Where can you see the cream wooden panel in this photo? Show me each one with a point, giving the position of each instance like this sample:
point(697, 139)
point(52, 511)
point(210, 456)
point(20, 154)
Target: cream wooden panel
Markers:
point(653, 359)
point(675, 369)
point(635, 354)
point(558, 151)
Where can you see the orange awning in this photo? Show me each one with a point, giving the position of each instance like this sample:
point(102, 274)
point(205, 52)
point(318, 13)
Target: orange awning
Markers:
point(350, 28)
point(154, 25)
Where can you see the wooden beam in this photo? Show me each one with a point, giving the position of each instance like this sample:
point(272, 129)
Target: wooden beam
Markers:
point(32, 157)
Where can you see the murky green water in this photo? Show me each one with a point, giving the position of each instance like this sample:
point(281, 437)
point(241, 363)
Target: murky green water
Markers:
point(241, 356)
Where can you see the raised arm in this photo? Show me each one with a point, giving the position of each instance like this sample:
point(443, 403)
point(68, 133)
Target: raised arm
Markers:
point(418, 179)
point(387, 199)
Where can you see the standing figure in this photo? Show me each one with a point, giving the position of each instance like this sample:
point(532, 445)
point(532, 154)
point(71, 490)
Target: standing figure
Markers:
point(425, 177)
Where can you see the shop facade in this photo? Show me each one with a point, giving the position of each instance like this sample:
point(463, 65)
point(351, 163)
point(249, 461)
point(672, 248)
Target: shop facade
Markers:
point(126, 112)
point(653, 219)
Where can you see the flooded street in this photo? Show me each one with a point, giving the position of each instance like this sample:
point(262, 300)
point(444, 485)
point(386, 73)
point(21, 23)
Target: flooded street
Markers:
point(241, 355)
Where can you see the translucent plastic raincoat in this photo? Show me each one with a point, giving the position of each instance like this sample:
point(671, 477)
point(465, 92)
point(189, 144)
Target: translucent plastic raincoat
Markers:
========================================================================
Work to be completed -
Rewrite the listing from its start through the line containing "point(154, 25)", both ends included, replacing "orange awning" with "red awning" and leaving everything else unchanged.

Expected answer -
Where can you see the cream wooden panel in this photo? Show me each one with a point, giving the position of each instance like this sample:
point(697, 139)
point(52, 511)
point(210, 456)
point(20, 154)
Target: cream wooden panel
Markers:
point(653, 359)
point(675, 369)
point(635, 354)
point(558, 151)
Where can you see the red awning in this photo? Show me each one with a point, giving the position of each instance like this sample:
point(102, 274)
point(205, 52)
point(318, 13)
Target: red awning
Markers:
point(350, 28)
point(154, 25)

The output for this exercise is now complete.